## DATA TO EXAMINE
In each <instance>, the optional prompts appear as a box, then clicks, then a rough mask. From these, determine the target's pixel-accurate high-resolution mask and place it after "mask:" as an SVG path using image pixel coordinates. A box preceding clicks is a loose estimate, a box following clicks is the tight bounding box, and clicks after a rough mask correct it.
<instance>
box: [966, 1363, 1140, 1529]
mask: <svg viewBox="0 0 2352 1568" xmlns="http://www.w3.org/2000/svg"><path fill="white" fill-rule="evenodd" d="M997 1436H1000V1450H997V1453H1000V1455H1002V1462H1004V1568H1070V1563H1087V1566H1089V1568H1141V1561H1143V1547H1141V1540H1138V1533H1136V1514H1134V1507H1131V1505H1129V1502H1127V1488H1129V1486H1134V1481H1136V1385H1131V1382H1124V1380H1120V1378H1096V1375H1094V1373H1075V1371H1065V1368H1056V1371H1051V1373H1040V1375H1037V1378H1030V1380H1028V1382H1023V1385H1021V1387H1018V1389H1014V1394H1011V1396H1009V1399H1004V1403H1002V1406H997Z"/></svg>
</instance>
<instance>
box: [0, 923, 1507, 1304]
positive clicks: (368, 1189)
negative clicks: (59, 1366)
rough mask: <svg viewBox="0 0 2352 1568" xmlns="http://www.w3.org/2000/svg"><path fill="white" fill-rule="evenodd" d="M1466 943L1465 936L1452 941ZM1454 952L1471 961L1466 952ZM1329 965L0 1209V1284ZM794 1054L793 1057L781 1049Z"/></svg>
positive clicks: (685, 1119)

## INSTRUCTIONS FOR THE TASK
Format all of the material above as a JSON list of strings, with one string for each line and blank lines omitted.

## YOUR RESPONSE
[
  "In each <instance>, the optional prompts appear as a box, then clicks, then a rough mask. From these, determine the target's pixel-accurate high-resolution mask and place it after \"mask:\" as an SVG path using image pixel coordinates. A box preceding clicks is a loose estimate, a box following clicks is the tight bounding box, and clicks after a rough mask correct it.",
  "<instance>",
  "box: [966, 1363, 1140, 1529]",
  "mask: <svg viewBox=\"0 0 2352 1568\" xmlns=\"http://www.w3.org/2000/svg\"><path fill=\"white\" fill-rule=\"evenodd\" d=\"M997 1436H1000V1450H997V1453H1000V1455H1002V1462H1004V1568H1070V1563H1087V1566H1089V1568H1141V1561H1143V1547H1141V1540H1138V1533H1136V1514H1134V1507H1131V1505H1129V1502H1127V1488H1129V1486H1134V1481H1136V1385H1131V1382H1124V1380H1120V1378H1096V1375H1094V1373H1075V1371H1065V1368H1056V1371H1051V1373H1040V1375H1037V1378H1030V1380H1028V1382H1023V1385H1021V1387H1018V1389H1014V1394H1011V1396H1009V1399H1004V1403H1002V1406H997Z\"/></svg>",
  "</instance>",
  "<instance>",
  "box: [0, 923, 1507, 1304]",
  "positive clicks: (368, 1189)",
  "negative clicks: (59, 1366)",
  "rough mask: <svg viewBox=\"0 0 2352 1568\" xmlns=\"http://www.w3.org/2000/svg\"><path fill=\"white\" fill-rule=\"evenodd\" d=\"M1466 943L1465 936L1452 941ZM1454 952L1471 961L1466 952ZM1329 965L0 1209V1284ZM794 1054L793 1057L781 1049Z\"/></svg>",
  "positive clicks: (685, 1119)"
]